=== DIRECTION ===
Copy the data below exactly.

--- START OF DATA TO PROCESS ---

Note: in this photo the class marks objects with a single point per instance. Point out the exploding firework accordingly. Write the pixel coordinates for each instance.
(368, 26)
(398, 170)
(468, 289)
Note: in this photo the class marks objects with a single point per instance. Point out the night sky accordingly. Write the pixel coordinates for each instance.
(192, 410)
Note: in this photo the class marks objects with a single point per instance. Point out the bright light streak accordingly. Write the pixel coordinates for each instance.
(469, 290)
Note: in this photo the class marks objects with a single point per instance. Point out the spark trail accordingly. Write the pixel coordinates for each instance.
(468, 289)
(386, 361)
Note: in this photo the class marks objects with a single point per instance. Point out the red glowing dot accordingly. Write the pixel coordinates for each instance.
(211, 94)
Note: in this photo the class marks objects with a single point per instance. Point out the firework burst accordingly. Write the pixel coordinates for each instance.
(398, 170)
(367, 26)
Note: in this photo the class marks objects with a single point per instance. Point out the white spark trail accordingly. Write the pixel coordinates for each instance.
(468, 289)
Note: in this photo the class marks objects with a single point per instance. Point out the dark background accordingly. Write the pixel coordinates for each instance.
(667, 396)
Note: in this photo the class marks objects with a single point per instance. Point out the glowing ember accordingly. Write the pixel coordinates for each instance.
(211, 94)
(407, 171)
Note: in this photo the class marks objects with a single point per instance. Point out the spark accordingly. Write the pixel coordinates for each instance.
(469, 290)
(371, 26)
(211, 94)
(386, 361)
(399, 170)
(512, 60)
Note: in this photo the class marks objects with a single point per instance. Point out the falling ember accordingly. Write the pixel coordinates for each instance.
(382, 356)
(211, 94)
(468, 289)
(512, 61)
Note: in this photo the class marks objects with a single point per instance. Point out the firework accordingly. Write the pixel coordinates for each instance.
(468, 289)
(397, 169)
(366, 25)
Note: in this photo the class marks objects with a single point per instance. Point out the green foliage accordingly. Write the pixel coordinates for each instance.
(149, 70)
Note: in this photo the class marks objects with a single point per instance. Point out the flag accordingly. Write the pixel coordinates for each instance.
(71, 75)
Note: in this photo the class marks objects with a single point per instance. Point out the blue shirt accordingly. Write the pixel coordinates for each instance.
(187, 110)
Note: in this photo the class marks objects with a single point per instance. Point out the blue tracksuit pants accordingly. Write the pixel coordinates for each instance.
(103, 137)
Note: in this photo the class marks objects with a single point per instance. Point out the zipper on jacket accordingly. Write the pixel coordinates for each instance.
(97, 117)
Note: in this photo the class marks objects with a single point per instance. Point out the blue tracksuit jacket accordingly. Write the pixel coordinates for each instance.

--- END OF DATA TO PROCESS ---

=== THE RESULT ===
Note: in this photo the class marks objects with a single point per instance. Point out the exploding firework accordingly. Write the pixel coordinates for each instance.
(368, 26)
(398, 170)
(468, 289)
Note: in this photo the class marks objects with a single point per instance. Point out the night sky accordingly. Write the pixel coordinates for each instance.
(192, 410)
Note: in this photo the class marks objects with a single point per instance. Point out the bright light streak accordingly. Write the pixel coordinates for each instance.
(469, 290)
Note: in this photo the class marks objects with a single point per instance. Point out the spark trail accordingly. Write the pixel coordinates for each instance.
(468, 289)
(386, 361)
Note: in this photo the class marks objects with a single point per instance. Point out the red glowing dot accordingly. Write the pixel coordinates for each instance.
(211, 94)
Note: in this photo the class marks objects with a single point per instance. Point out the firework burst accordingly. Write the pixel coordinates for each instance.
(398, 170)
(367, 26)
Note: in this photo the class marks objects with a single point per instance. Point out the white spark trail accordingly. Write the pixel coordinates for each instance.
(468, 289)
Note: in this photo the class marks objects with a single point per instance. Point out the dark background accordingly. Write the pixel coordinates for each instance.
(667, 396)
Note: in this photo the class marks objects with a single point per instance. Point out the glowing ember accordingly. Write the pixel coordinates for each instance.
(211, 94)
(407, 171)
Note: in this photo the class marks objects with a single point per instance. Point out the spark accordingly. Write the pixel coordinates for each instance.
(469, 290)
(371, 26)
(211, 94)
(386, 361)
(399, 170)
(512, 60)
Note: in this photo the class marks objects with a single point per instance. Point out the falling ember accordingly. Write the pixel coordinates for each instance.
(382, 356)
(211, 94)
(468, 289)
(512, 61)
Note: in this photo the class marks objects with a single point per instance. Point out the firework accordingly. Write the pixel coordinates for each instance.
(468, 289)
(397, 169)
(366, 25)
Note: in this photo the class marks objects with a single point per instance. Point out the green foliage accordingly. Write the pixel coordinates for each instance.
(149, 70)
Note: in this photo the class marks objects with a single point per instance. Point out the flag accordingly. Write the pixel coordinates for each instance.
(71, 75)
Note: in this photo the class marks objects with a single point per instance. Point out the blue shirt accordingly. Write the pixel coordinates for each instance.
(187, 110)
Note: in this photo the class marks objects with a single point per instance. Point out the blue tracksuit pants accordingly. Write the pixel coordinates for each instance.
(103, 137)
Note: in this photo the class marks objects with a single point per instance. Point out the zipper on jacket accordingly. Write the pixel coordinates for each instance.
(97, 117)
Note: in this photo the class marks objects with a single point per instance. Point out the blue tracksuit jacket accordingly. Write the pixel coordinates for each instance.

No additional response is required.